Thursday, February 24, 2011

The Problem With Ketone Testing

is that it's nonspecific.

On Friday morning last week, I woke up with a blood sugar in the upper three hundreds. I was a bit surprised, but corrected and moved on. Had breakfast, etc. I was about to leave for work when I spotted the syringe with my dose of Lantus still in it from the previous night- OOPS! I squirted out half of it, and took a normal dose that night.

Later I tested for urine ketones- trace.

I tested for ketones again after a spike Sunday night- trace.

I tested ketones for the heck of it Monday night- trace.

I tested ketones Tuesday night- small.

I tested ketones Wednesday night- negative!

I had the most perfect blood sugar today. I've been under 200 and over 70 for about 29 hours now (range = 73-184), most of it between 80 and 140. My Dexcom's been spot on. I've eaten lots of carbs. My urine ketones are small.
Even though the color doesn't match the vial perfectly, it's very clear that the ketones are positive because I have yesterday's negative strip and the two are extremely obviously not the same color.

I bought up the matter to my mother, who suggested that my ketone strips had gone bad, since I am eating carbs, drinking water, and keeping blood sugar below 240. I also seem to be digesting at least some of the carbs, seeing as how I haven't had any crazy hypos and I am prebolusing.

I haven't tested blood ketones since I'm clearly not in DKA and my blood sugar is excellent.

I was told, at diagnosis, to test for ketones when I peed if I'd had two readings over 240, one reading over 300, or was sick, or if the previous test had not been negative. I stopped testing ketones for blood sugars over 240 pretty quickly because they were always negative. I tested after blood sugars over 300 since I rarely had blood sugars over 300, but those were also always negative. Even as the high blood sugars became more common, I never got high blood sugar ketones. I would get positive ketones if I vomited, but not for any other illness.

Last summer I tested my ketones after a high blood sugar and found small urine ketones. The high came down and the next day I tested ketones to reassure myself- but they were positive. They took days to come down. That was a different vial of strips.
Since then, I've been testing urine ketones more often and I keep finding results of trace-small (except when ill or fasting- I got large ketones on Yom Kippur and also when I threw up in December).
When I got a blood ketone monitor a few months ago, I had one slightly elevated reading that matched the urine ketone reading, and I had one normal reading at the same time as a large urine ketone reading.

My doctor points out that urine ketones often take longer to go back to normal than blood ketones do. And indeed, after my diagnosis in DKA, my urine ketones took almost two weeks to normalize. But I remain puzzled.

3 comments:

Vera said...

Yes, ketones are weird, I made the same experience. I learnd to ignore them as longs as they are only traces/small - it could always be within the errorrange of the strips. Also, you can have ketones from "fasting" during a goodnight's sleep.

Reyna said...

I hate urine ketone strips due to their inaccuracy and that you cannot just get a sample when you need one (this is hard in a young child).

I am a blood ketone girl all the way. In young children they almost always run ketotic over night...just from fasting over the previous 10 to 12 hours. When Joe was three he would ALWAYS have mod ketones in the am... with normal BGs. That most likely helps to explain the EXTREME insulin resistance that we have been met with at breakfast. It has eased up a bit as he has aged.

Great post. Can you tell I am passionate about blood ketone monitors? :)

Jonah said...

But these were all EVENING ketone tests!

• Recorded data:

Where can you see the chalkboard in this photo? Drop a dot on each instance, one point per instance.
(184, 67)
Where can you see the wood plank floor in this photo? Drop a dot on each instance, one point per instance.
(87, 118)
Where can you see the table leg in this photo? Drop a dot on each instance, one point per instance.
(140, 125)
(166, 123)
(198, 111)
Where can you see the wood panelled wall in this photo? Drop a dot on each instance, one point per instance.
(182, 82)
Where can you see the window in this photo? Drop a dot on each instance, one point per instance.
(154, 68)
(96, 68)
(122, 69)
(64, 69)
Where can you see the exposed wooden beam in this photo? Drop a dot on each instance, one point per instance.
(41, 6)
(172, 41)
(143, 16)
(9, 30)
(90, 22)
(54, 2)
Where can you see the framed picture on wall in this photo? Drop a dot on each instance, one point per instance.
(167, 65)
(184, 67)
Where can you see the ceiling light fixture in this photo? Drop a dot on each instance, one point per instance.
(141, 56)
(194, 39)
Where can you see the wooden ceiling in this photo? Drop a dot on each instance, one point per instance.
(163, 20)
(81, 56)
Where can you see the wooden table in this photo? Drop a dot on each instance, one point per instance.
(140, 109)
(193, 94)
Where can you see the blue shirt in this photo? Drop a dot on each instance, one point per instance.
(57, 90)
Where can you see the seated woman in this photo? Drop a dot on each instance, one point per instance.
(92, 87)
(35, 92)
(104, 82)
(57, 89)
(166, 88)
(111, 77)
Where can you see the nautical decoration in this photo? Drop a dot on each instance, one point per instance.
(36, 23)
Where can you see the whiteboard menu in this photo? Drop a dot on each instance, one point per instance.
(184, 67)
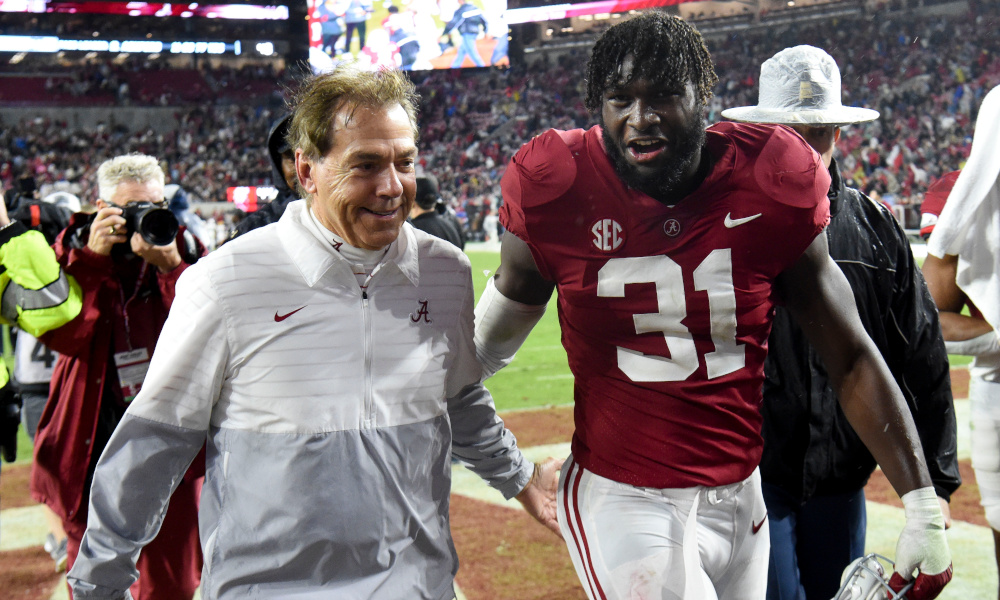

• What you need to do:
- A) From the ketone testing post, write out the passage that begins at the words "I haven't tested" and stops after the words "vial of strips.".
- B) Answer these from the ketone testing post:
(i) What was the urine ketone result on Wednesday night?
(ii) What blood sugar range is given for the roughly 29 hours?
(iii) How long did urine ketones take to normalize after the diagnosis in DKA?

• Answers for this exercise:
- A)
I haven't tested blood ketones since I'm clearly not in DKA and my blood sugar is excellent.

I was told, at diagnosis, to test for ketones when I peed if I'd had two readings over 240, one reading over 300, or was sick, or if the previous test had not been negative. I stopped testing ketones for blood sugars over 240 pretty quickly because they were always negative. I tested after blood sugars over 300 since I rarely had blood sugars over 300, but those were also always negative. Even as the high blood sugars became more common, I never got high blood sugar ketones. I would get positive ketones if I vomited, but not for any other illness.

Last summer I tested my ketones after a high blood sugar and found small urine ketones. The high came down and the next day I tested ketones to reassure myself- but they were positive. They took days to come down. That was a different vial of strips.

- B)
(i) Negative.
(ii) 73–184.
(iii) Almost two weeks.